Data records:
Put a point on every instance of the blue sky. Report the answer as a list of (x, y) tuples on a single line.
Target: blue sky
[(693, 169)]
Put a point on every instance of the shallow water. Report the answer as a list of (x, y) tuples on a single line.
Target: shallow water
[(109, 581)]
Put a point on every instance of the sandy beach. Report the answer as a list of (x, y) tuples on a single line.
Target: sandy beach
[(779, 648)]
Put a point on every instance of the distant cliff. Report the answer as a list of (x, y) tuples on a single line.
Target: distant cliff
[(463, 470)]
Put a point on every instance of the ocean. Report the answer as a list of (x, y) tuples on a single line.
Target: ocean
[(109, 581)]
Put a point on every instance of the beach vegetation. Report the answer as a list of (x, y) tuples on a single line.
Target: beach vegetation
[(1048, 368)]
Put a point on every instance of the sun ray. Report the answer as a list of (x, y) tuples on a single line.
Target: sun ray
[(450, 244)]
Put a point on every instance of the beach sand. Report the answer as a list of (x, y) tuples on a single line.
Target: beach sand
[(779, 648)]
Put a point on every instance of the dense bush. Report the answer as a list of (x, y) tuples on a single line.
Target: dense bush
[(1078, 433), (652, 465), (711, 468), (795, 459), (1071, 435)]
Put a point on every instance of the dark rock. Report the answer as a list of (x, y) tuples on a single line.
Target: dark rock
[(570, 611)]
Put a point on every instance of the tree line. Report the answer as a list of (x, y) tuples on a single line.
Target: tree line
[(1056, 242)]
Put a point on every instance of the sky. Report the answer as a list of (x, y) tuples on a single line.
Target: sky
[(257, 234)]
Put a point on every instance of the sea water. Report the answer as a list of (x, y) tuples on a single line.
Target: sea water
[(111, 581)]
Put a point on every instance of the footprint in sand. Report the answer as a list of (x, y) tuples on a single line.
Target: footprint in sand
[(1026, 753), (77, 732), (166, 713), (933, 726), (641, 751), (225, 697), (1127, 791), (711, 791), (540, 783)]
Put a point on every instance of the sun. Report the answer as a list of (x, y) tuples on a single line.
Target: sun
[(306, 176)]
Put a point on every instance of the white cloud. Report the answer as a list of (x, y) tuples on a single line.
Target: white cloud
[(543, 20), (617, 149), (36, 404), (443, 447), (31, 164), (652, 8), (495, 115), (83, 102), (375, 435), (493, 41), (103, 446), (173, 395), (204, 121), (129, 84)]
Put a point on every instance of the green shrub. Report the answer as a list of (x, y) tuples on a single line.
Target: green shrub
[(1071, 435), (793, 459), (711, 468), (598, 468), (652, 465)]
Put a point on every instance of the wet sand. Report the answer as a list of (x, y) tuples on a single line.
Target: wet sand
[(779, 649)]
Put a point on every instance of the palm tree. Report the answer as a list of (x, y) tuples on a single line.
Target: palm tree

◆ **Given instruction**: Copy word for word the lines from the one containing "Put a point on every instance of the green" through the end of the entries, including both.

◆ **Solution**:
Put a point on every instance of the green shrub. Report the answer as a list of (x, y) tuples on a single line.
Target: green shrub
[(1071, 435), (793, 459), (711, 468), (598, 468), (652, 465)]
Put a point on every instance of the wet sand. Report the answer as a list of (x, y) tuples on a single line.
Target: wet sand
[(779, 649)]
Put a point on every instance of the palm tree. Report the answer as a list of (x, y) tuples on a single line.
Target: palm tree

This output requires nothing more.